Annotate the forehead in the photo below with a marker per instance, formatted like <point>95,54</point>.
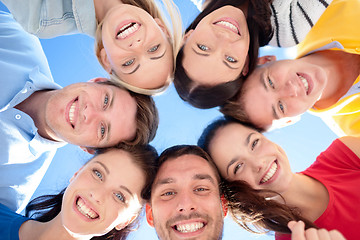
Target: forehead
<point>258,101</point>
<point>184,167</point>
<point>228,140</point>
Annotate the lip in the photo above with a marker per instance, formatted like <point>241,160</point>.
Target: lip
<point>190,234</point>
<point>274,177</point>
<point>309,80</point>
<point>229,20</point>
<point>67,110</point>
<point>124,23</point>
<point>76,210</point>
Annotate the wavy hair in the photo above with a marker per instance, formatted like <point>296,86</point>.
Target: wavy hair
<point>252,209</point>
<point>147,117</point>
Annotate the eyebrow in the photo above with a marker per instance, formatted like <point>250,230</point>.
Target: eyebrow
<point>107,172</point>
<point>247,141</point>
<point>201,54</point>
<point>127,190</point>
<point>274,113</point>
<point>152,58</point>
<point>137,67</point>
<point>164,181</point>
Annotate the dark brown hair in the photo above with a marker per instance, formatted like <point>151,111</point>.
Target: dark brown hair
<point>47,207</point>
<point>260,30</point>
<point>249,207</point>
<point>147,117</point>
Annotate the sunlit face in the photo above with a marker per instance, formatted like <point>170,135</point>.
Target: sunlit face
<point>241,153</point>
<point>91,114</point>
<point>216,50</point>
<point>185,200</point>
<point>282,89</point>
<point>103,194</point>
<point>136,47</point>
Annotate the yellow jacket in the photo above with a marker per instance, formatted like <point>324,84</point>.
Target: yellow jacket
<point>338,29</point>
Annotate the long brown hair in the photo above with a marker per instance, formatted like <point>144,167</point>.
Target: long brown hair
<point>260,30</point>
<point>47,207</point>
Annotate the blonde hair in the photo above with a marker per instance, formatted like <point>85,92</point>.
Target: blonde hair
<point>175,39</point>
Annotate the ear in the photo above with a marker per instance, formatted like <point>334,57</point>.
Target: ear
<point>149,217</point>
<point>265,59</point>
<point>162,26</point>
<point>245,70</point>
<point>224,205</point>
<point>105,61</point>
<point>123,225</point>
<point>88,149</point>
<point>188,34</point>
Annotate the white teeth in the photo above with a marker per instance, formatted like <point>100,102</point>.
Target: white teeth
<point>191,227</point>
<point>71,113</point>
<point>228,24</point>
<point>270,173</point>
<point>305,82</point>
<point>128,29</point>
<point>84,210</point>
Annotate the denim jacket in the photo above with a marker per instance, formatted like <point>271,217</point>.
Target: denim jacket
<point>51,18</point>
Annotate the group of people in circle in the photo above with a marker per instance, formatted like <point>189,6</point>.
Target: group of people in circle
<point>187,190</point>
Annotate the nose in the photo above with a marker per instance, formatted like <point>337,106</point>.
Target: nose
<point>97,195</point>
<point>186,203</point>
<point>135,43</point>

* * *

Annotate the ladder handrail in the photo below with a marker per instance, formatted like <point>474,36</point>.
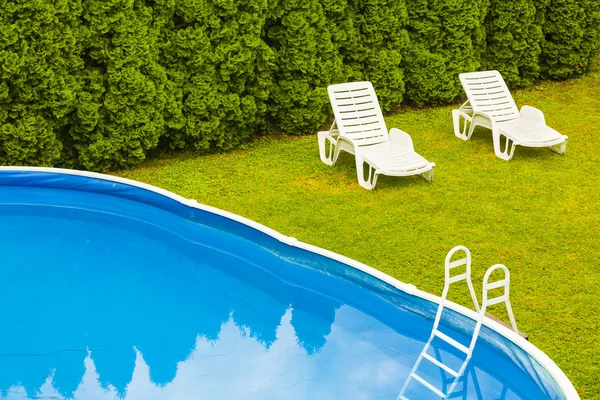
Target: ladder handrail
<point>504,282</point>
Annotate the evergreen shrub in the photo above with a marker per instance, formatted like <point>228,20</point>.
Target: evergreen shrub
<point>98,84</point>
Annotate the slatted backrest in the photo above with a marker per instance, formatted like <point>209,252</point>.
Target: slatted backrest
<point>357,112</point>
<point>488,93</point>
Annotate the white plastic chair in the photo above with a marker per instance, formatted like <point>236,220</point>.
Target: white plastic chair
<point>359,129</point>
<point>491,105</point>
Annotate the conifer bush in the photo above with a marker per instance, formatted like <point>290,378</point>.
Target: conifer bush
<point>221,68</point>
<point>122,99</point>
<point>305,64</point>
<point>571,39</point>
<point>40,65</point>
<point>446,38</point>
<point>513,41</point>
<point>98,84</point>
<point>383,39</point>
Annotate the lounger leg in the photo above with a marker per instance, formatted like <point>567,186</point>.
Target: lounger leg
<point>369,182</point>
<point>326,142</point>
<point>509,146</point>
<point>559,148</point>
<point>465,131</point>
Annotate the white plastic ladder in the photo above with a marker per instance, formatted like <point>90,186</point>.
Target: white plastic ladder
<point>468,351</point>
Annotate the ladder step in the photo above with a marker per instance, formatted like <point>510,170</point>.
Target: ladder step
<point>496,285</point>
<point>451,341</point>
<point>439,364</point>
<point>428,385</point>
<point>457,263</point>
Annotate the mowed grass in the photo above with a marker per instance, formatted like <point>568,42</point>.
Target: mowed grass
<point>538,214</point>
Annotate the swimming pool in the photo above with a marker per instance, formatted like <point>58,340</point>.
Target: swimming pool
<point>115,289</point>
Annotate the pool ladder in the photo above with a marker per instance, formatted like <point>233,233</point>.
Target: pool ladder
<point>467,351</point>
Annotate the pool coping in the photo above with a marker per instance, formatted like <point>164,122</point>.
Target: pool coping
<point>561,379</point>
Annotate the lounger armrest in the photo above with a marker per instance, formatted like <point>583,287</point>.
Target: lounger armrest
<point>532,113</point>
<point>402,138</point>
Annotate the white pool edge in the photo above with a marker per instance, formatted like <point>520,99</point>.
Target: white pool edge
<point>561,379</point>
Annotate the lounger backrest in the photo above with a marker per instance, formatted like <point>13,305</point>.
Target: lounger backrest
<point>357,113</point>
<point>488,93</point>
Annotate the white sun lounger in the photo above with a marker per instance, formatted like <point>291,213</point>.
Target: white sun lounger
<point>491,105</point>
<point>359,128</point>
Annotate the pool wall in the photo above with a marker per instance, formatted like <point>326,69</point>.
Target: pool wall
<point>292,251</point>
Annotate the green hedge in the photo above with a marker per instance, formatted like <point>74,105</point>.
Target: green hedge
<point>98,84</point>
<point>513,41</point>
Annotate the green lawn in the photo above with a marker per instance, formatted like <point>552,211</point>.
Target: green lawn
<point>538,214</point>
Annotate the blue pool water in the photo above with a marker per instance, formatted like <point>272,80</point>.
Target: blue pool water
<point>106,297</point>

**The problem:** Revise the data starting at the line that contains "Annotate the dark" and ending at the line that contains "<point>175,39</point>", swapping "marker" for "dot" and keeping everything else unchanged.

**Correct result:**
Annotate the dark brown hair in the photo above with a dot per instance, formatted like <point>151,111</point>.
Target: dark brown hair
<point>47,207</point>
<point>260,30</point>
<point>249,207</point>
<point>147,117</point>
Annotate the sunlit face in the photo above with a dot per instance, formatted like <point>170,135</point>.
Target: sunlit face
<point>241,153</point>
<point>91,114</point>
<point>216,50</point>
<point>185,200</point>
<point>282,89</point>
<point>103,194</point>
<point>136,47</point>
Annotate the yellow jacket in the photo above with a dot per instance, formatted like <point>324,84</point>.
Target: yellow jacket
<point>338,29</point>
Annotate the long brown hair in the photo above with a dot per instance, formatted like <point>144,167</point>.
Target: long brown hair
<point>260,30</point>
<point>47,207</point>
Annotate the blonde hair in the photo above with a dot per instance, formatted like <point>85,92</point>.
Target: blonde hair
<point>175,39</point>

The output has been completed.